**EXERCISE GOAL**
Can you reproduce, word for word, the stretch of the steampunk type tutorial from "For the hoses" through "and small tubes."?

*** TEXT EXCERPT

How to Create a Steampunk Type Treatment in Photoshop

How to Create a Steampunk Type Treatment in Photoshop

I don't know what it is about steampunk style that's so appealing. Maybe it's the mix of old world and imaginative technology, or the distressed grungy style that attracts me. Either way, it's a lot of fun to create steampunk imagery, and in this tutorial, I'm going to walk through the techniques I used to create this steampunk type treatment in Photoshop. I'm not going to walk you through step by step on this one because there are so many repeating steps and processes. Instead I'm going to discuss each technique used to create the different elements that make up the letters. With that information you should be able to design and create your own letters using mine as a reference point. Here's a look at the finished type treatment. Click to view a larger version


First up, lets take a look at the technique used to create the pipes. Using the Rectangle Tool (U) draw your pipe shape, and apply the following gradient overlay layer style. This is the same style I applied to all of the pipes. The only variation is the width and height of the initial shape, and the center color for the gradient. Keep these items varied to create more detail. The shine applied to the pipes in the above image, are simple selections that are filled with a white to transparent gradient. Apply this effect to create a shiny copper or brass pipe.

Clamps and Rivets

For the clamps I created a more horizontal rectangle and placed it over a group of pipes as though it's holding them together. I applied the same gradient as the pipes, but just varied the color a bit. For the rivets I used a single pixel pencil brush with spacing set to 400%. Hold the shift key down in order to draw the rivets in a straight line. I applied the following layer style to the rivet layers. A gradient overlay similar to the pipes. This creates that rounded effect, as if the rivets are wrapping around the pipe. This black outer glow creates the shadows for the rivets.


For the hoses I created a small rounded rectangle. I applied the following layer styles. Light gray gradient with dark gray edges. Apply a thin black stroke to create the separation between segments. Now copy and paste the shape several times and place them on top of each other with a one pixel separation. Once the hose is log enough merge all of the layers. To create the bend in the hose that was needed for the letter P, I used the pupped warp tool. (Edit | Puppet Warp). Place three points by clicking the top, bottom, and middle of the hose. You can then drag the points to warp the hose to the correct shape. You'll need to rotate top and bottom points by holding the Options key. This will reduce the amount of bend in the center of the hose. I also used the same puppet warp method for bending the wires and small tubes.

Clocks and Gauges

To start the gauges, I created a circle shape layer, and applied the following layer style. This is mostly the same gradient we're using for the pipes but at a 45 degree angle. Next we need to create a smaller circle placed in the center of the first. Apply a lighter gradient, and set it's angle to 130. Then apply an inner shadow as follows. Now we need to find a good clock face. After some searching I found a perfect stock image here. Use a circle selection to remove just the clock face from the stock image. Copy and paste it, then scale it down to fit over our center circle. Now set it's layer style to Multiply.

******
*** GIVEN DATA

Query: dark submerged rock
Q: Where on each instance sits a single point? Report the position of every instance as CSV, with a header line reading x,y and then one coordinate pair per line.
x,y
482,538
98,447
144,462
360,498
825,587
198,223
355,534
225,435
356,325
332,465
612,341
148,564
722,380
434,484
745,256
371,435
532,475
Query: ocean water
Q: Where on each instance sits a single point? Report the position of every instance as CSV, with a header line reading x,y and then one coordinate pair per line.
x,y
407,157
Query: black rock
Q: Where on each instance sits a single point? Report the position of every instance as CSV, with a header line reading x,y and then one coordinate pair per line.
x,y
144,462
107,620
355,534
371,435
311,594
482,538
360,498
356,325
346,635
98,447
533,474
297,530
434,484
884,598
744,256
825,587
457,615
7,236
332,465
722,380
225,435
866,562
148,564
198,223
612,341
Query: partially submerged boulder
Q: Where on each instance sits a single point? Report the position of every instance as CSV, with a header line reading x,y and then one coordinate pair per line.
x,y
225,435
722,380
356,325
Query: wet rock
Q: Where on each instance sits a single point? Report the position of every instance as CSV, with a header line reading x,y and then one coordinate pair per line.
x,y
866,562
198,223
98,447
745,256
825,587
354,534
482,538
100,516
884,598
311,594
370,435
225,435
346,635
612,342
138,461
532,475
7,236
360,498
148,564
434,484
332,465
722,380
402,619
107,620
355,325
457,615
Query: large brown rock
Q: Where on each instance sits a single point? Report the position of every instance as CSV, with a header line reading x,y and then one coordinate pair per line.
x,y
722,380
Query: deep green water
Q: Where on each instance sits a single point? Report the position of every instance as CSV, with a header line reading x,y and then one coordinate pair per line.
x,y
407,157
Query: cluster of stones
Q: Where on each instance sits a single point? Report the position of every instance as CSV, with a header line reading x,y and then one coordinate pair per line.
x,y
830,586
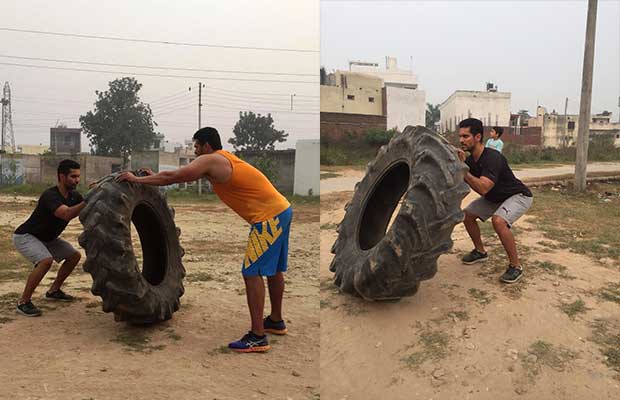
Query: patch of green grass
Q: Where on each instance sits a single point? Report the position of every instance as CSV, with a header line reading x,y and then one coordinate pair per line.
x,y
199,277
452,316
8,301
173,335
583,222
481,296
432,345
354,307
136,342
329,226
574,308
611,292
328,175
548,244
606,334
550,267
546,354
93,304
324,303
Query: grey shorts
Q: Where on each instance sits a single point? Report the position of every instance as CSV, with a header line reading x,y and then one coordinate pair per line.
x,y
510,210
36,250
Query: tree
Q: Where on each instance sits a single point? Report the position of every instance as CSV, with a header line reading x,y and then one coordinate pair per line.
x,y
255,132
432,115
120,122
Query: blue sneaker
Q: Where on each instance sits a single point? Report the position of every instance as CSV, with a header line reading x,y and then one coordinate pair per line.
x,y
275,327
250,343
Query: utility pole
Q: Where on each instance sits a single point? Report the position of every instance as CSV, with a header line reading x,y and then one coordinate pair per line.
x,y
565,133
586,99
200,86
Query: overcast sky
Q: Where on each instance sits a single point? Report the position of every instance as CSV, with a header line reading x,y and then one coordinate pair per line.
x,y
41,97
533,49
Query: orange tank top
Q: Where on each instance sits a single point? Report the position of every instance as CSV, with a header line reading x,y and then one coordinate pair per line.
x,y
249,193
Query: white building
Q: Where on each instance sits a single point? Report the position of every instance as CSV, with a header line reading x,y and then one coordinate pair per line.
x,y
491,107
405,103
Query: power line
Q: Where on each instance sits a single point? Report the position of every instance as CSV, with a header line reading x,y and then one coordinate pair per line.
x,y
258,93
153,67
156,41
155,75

******
*** GIVEN DATA

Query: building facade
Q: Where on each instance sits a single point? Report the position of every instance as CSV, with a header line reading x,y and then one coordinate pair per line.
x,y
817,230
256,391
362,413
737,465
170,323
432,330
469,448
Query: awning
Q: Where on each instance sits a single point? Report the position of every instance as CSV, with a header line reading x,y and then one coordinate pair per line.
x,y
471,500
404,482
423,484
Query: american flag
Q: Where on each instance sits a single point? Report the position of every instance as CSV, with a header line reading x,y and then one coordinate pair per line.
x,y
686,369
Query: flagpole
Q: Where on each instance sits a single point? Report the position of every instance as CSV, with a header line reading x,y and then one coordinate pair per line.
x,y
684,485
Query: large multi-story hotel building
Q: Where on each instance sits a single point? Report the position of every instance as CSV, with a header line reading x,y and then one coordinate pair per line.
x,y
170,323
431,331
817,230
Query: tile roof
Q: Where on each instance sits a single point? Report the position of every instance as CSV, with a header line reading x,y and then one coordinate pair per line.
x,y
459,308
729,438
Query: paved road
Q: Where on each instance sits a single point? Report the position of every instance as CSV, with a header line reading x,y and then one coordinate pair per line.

******

**WORKED SOLUTION**
For the hoses I created a small rounded rectangle. I applied the following layer styles. Light gray gradient with dark gray edges. Apply a thin black stroke to create the separation between segments. Now copy and paste the shape several times and place them on top of each other with a one pixel separation. Once the hose is log enough merge all of the layers. To create the bend in the hose that was needed for the letter P, I used the pupped warp tool. (Edit | Puppet Warp). Place three points by clicking the top, bottom, and middle of the hose. You can then drag the points to warp the hose to the correct shape. You'll need to rotate top and bottom points by holding the Options key. This will reduce the amount of bend in the center of the hose. I also used the same puppet warp method for bending the wires and small tubes.